◆ MATERIALS PROVIDED:
BEGIN

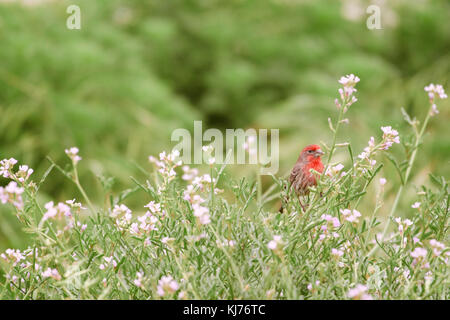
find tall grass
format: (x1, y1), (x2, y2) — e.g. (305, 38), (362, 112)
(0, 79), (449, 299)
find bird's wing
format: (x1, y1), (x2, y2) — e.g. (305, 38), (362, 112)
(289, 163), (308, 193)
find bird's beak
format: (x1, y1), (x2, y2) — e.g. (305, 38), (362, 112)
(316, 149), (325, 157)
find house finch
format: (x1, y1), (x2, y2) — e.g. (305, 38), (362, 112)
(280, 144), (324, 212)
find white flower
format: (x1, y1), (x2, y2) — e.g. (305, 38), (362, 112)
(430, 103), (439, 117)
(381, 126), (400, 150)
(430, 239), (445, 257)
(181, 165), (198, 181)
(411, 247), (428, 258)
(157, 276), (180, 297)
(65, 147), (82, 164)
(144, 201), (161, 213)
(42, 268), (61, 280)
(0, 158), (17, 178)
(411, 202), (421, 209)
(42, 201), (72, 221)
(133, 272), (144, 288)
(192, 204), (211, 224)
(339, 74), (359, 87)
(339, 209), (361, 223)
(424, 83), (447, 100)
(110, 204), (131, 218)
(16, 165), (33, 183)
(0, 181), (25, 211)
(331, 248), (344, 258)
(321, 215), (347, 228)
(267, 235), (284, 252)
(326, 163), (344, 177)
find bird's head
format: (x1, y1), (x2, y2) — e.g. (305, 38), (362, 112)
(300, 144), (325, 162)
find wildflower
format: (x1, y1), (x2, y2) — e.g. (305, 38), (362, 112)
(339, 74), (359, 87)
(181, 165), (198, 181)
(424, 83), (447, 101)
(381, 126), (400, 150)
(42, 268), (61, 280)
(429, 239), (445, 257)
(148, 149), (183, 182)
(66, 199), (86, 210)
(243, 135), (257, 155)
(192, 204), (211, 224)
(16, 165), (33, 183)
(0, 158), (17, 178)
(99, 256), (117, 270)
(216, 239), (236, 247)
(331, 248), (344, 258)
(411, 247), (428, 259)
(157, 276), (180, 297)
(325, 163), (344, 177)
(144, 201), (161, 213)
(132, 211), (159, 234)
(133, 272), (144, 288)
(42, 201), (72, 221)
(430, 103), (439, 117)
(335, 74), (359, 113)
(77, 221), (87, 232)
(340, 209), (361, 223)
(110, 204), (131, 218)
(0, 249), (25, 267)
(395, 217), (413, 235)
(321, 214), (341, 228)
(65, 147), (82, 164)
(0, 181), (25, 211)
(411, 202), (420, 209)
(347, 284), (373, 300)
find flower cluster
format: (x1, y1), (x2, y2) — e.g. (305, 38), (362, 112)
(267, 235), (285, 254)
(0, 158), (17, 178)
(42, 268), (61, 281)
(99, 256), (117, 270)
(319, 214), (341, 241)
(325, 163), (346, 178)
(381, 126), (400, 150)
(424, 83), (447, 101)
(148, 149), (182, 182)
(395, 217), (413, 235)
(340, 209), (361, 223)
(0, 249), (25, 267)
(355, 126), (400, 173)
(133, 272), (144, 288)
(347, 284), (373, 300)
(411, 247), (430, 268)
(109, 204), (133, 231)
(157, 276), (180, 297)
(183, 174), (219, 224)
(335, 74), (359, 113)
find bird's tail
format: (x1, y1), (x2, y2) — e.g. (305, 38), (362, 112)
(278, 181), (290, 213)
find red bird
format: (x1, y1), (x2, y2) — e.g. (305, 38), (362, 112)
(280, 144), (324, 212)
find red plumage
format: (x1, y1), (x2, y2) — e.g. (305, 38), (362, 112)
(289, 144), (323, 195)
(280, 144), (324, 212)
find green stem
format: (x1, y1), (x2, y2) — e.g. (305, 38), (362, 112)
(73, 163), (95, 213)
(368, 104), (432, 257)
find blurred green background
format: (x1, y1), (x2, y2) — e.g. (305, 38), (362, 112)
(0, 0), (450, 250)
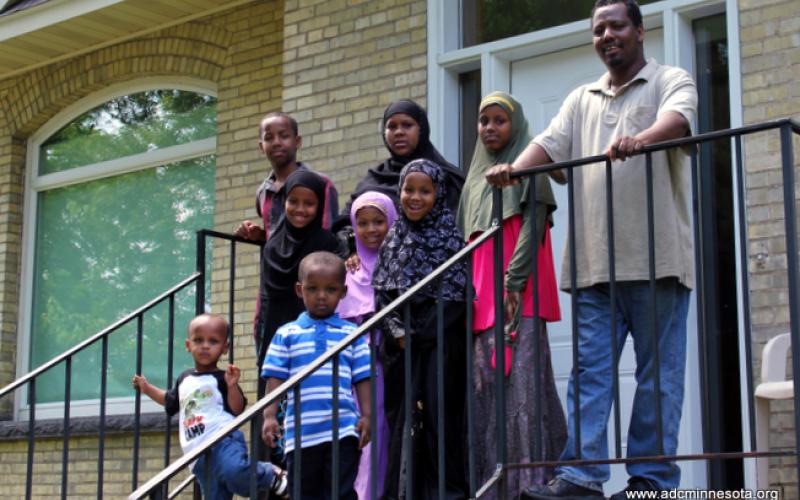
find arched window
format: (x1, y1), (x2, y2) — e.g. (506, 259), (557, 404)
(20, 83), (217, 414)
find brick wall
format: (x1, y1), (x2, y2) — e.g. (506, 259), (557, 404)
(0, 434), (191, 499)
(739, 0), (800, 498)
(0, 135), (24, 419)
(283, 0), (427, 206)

END
BEGIN

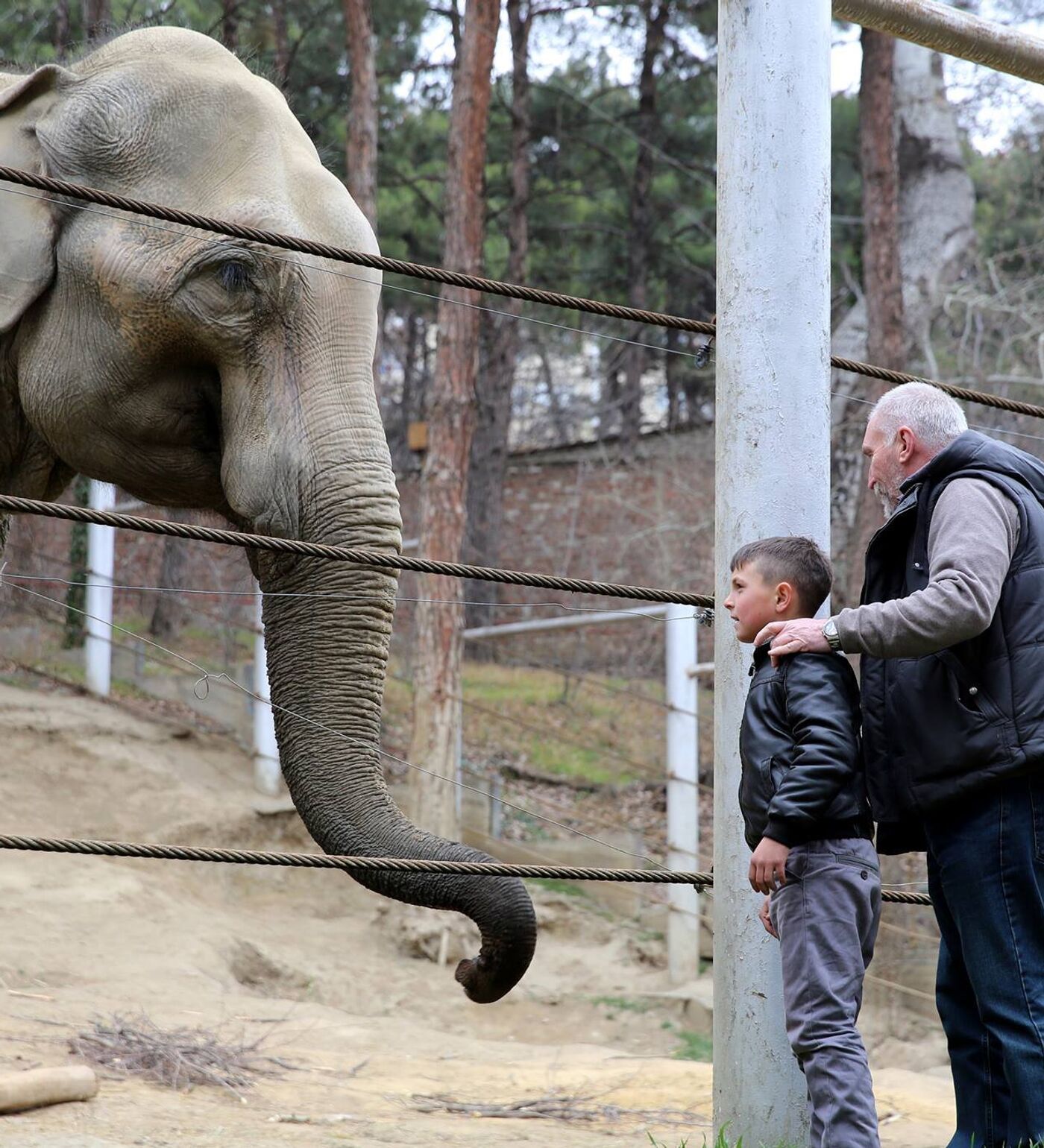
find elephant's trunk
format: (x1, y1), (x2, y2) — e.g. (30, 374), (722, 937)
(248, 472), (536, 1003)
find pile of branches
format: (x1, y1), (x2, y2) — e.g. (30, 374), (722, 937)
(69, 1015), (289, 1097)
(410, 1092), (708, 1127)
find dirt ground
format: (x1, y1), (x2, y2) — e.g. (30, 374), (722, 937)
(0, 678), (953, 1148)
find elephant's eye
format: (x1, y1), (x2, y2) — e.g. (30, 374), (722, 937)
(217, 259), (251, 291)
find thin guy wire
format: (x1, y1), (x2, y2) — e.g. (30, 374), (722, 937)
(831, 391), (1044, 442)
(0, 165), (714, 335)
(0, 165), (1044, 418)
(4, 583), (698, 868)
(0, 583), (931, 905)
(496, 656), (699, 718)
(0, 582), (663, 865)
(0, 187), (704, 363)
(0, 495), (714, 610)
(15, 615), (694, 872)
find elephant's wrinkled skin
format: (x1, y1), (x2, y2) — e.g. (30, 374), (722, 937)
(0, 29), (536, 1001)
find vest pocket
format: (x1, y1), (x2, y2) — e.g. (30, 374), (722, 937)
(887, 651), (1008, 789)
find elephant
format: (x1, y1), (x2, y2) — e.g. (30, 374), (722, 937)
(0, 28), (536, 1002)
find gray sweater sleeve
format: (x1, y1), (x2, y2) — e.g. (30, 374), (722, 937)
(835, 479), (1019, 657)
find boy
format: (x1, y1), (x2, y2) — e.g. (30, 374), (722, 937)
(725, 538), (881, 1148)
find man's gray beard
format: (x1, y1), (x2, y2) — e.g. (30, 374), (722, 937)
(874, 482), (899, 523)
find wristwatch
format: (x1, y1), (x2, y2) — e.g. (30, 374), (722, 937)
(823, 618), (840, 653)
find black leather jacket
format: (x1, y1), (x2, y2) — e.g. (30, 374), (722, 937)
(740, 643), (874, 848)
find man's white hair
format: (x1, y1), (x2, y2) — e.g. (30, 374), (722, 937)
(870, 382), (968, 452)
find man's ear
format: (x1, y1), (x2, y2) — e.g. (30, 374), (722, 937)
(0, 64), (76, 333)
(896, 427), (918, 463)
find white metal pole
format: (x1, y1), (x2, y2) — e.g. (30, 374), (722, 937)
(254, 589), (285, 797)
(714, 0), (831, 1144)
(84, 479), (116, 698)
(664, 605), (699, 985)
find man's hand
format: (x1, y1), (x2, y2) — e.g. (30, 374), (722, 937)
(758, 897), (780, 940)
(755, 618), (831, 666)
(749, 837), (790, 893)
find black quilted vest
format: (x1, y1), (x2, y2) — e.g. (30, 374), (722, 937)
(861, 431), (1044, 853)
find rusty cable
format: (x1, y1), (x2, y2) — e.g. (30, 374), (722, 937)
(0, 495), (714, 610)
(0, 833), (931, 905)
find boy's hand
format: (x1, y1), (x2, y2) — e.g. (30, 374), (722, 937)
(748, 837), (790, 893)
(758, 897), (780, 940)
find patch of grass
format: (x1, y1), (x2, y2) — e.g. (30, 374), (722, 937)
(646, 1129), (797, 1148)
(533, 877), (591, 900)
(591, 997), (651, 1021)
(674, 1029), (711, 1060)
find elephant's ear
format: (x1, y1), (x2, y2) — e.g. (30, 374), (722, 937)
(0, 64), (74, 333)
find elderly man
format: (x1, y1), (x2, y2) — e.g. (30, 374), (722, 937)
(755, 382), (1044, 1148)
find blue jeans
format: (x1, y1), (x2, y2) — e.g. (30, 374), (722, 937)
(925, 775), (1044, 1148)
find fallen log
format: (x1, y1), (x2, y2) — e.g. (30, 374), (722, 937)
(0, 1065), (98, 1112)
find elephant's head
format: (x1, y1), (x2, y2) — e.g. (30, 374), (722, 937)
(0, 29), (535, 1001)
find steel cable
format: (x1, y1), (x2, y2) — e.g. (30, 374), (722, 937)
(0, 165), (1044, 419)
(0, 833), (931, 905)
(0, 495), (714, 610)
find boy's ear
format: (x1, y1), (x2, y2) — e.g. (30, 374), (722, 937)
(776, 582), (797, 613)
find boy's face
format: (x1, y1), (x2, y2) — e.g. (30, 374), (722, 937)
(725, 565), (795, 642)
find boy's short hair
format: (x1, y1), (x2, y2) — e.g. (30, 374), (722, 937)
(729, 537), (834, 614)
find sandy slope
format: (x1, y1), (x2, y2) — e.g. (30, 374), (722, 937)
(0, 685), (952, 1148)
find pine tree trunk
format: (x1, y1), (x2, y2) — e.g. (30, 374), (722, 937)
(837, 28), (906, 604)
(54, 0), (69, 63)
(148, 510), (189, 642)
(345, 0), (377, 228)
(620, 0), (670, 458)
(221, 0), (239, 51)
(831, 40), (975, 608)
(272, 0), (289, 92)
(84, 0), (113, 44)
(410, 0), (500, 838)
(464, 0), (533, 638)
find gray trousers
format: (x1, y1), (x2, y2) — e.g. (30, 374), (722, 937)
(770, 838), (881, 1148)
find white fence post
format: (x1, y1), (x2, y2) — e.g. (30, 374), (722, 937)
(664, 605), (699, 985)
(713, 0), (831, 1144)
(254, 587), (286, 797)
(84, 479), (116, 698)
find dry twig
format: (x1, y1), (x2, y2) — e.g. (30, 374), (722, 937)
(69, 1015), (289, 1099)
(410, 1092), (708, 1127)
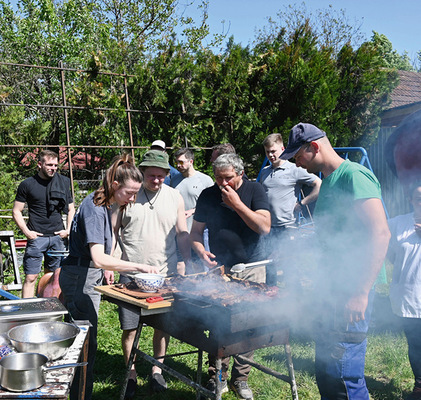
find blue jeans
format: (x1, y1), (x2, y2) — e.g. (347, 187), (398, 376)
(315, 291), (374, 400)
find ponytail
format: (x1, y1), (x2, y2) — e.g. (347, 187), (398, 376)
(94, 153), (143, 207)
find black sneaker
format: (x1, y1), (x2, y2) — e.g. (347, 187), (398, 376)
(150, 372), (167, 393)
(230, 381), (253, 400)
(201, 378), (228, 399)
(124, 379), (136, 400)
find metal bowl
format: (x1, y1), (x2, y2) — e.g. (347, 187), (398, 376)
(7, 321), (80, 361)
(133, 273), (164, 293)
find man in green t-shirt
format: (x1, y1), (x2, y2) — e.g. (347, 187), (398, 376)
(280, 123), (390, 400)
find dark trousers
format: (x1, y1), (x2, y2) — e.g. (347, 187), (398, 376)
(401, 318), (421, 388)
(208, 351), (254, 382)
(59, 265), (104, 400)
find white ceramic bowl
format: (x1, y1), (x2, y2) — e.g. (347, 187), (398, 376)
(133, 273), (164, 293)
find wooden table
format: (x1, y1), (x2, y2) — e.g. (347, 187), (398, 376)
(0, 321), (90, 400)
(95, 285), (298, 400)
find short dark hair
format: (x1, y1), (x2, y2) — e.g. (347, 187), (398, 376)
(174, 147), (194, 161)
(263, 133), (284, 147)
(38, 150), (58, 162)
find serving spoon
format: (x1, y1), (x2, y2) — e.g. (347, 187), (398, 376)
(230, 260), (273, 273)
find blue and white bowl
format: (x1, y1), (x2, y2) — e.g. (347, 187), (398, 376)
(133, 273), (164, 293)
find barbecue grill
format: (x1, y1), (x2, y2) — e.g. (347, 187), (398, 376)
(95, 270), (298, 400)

END
BEGIN

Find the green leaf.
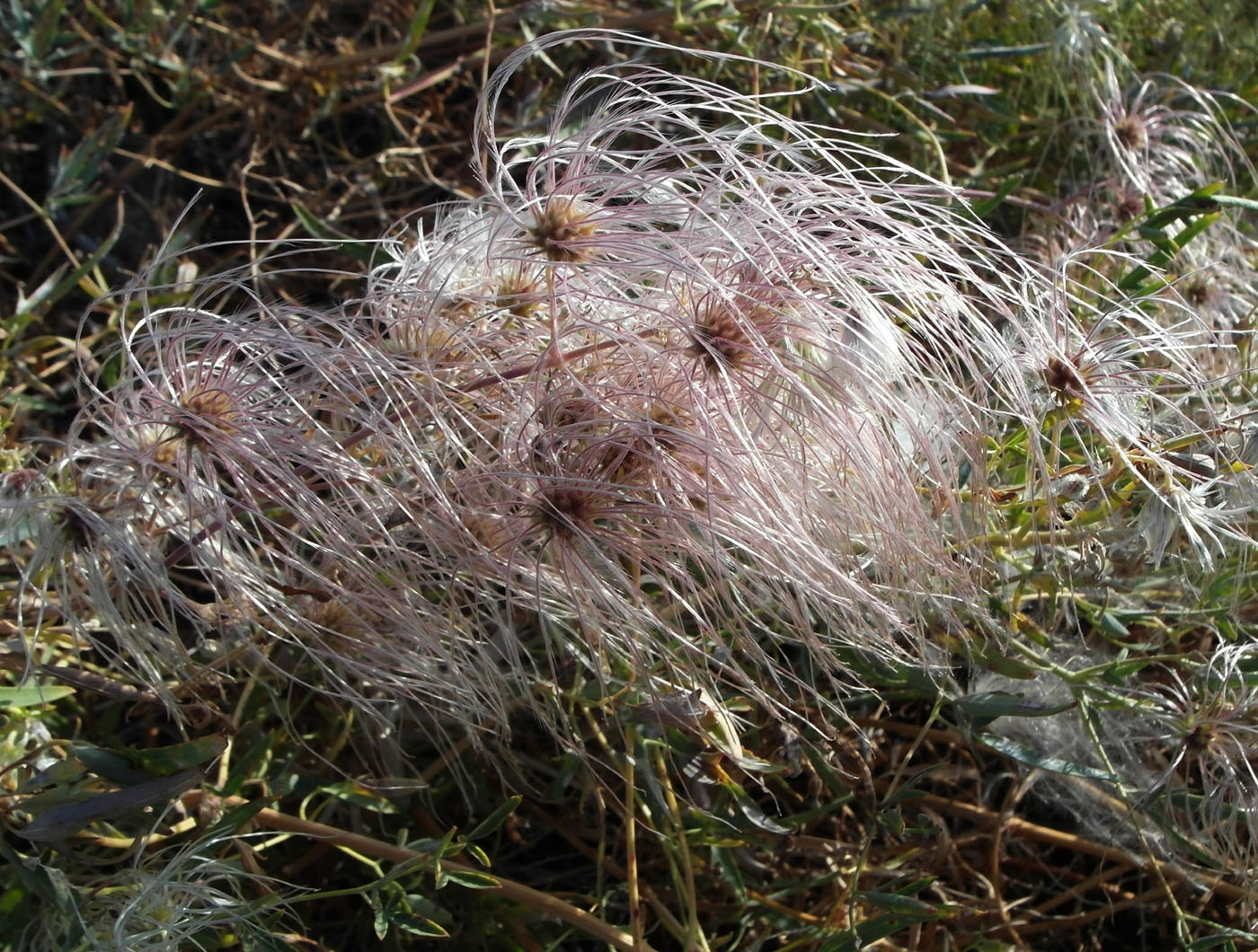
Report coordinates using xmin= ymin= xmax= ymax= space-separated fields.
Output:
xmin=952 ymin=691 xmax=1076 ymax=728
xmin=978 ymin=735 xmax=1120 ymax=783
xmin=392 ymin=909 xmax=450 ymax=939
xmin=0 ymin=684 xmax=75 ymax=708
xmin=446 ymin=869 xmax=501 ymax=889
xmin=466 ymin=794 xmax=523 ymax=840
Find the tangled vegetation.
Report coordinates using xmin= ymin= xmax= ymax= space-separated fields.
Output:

END

◆ PROBLEM: Print the data from the line with "find elephant's ear" to the line with "(0, 29), (535, 1001)", both lines included, reproducing every character as it appears.

◆ SOLUTION FOR THIS PROBLEM:
find elephant's ear
format: (x1, y1), (x2, y2) — e.g. (30, 374), (722, 937)
(0, 64), (74, 333)
find elderly man
format: (x1, y1), (x2, y2) — e.g. (30, 374), (722, 937)
(755, 382), (1044, 1148)
find blue jeans
format: (x1, y1), (x2, y2) — e.g. (30, 374), (722, 937)
(925, 775), (1044, 1148)
find fallen log
format: (x1, y1), (x2, y2) — e.g. (30, 374), (722, 937)
(0, 1065), (98, 1112)
find elephant's head
format: (x1, y1), (x2, y2) — e.g. (30, 374), (722, 937)
(0, 29), (535, 1001)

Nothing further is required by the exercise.